[The input]:
#####
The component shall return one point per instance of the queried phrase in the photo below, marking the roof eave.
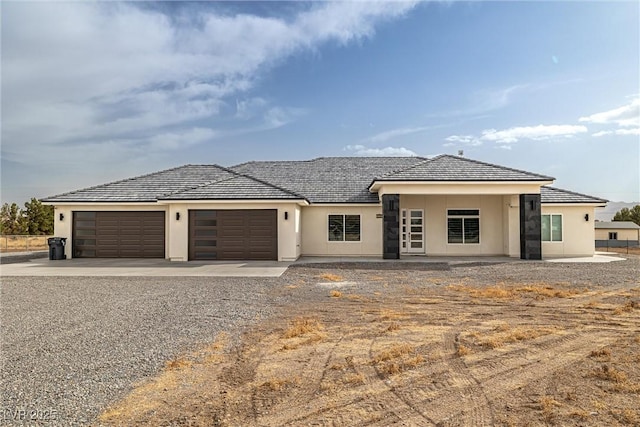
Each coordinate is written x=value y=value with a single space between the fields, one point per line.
x=375 y=184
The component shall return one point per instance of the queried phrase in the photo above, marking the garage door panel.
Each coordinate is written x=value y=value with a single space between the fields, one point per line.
x=119 y=234
x=236 y=235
#####
[Written instruction]: Output every row above word for word, leaving the pictures out.

[Final answer]:
The component shall return one point per instance of the queried phrase in the photo below, marking the roof eave.
Each coordinate is written x=value y=value with a single space between the fields, one point per line.
x=375 y=184
The component shall return one point per instance of the queried phrase in the photo above, marking the garage door panel.
Each coordinate is written x=value y=value with a single space between the fields, one point per line.
x=119 y=234
x=236 y=235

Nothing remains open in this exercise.